*Exercise brief*: Please reproduce every line of the listing below word for word, leaving out the pictures.

====== Rows

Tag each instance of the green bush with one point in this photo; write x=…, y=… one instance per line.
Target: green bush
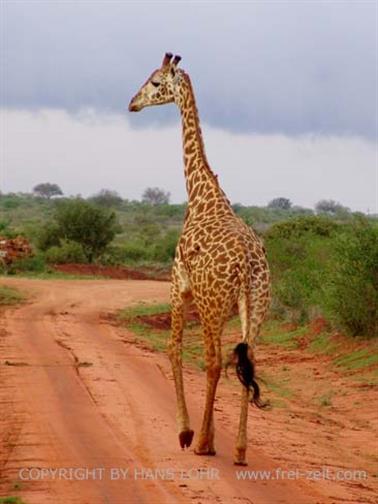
x=134, y=252
x=350, y=294
x=67, y=252
x=297, y=269
x=300, y=226
x=164, y=249
x=87, y=224
x=48, y=236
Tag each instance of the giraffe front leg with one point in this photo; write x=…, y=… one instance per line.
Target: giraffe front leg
x=241, y=440
x=178, y=302
x=205, y=445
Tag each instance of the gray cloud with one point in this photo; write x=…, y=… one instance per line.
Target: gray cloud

============

*Worked solution*:
Tag each instance of the green bush with one point in this photo; write x=…, y=… one instance per line.
Target: green bush
x=134, y=252
x=350, y=294
x=67, y=252
x=297, y=269
x=300, y=226
x=164, y=249
x=87, y=224
x=48, y=236
Tag each instance of the giraffe front leg with one point in this photo; write x=…, y=… one instance per line.
Target: giraffe front leg
x=241, y=440
x=178, y=302
x=205, y=445
Tag each instance of the gray cloud with one point in this photo; write x=…, y=… one instance per line.
Target: gray cloud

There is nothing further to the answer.